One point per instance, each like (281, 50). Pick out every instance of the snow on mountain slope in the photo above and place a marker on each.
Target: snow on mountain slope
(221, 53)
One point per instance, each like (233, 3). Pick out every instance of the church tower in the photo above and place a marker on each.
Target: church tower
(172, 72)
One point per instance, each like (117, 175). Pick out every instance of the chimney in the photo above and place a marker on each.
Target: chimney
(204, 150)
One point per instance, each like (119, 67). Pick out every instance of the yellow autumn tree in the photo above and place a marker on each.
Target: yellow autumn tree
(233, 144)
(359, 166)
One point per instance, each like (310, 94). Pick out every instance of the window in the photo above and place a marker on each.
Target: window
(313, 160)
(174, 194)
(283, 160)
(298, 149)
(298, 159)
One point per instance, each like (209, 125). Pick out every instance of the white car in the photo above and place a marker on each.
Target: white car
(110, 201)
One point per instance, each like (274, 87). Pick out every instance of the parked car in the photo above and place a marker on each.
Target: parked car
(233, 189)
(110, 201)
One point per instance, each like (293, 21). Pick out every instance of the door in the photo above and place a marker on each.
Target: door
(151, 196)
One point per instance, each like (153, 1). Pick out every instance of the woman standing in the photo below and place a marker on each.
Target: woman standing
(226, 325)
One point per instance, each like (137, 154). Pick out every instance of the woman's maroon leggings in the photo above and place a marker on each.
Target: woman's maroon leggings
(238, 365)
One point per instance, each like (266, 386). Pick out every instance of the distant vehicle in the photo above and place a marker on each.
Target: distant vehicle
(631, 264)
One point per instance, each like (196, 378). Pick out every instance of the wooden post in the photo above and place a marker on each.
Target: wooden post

§ §

| PROBLEM TO WORK ON |
Each line from the one containing "One point per instance, each like (196, 378)." to the end of the listing above should be copied exactly, and nothing else.

| SOLUTION |
One point per instance, each like (196, 378). Pick out every instance of the wooden post in the photo above and place a marker on each.
Target: wooden post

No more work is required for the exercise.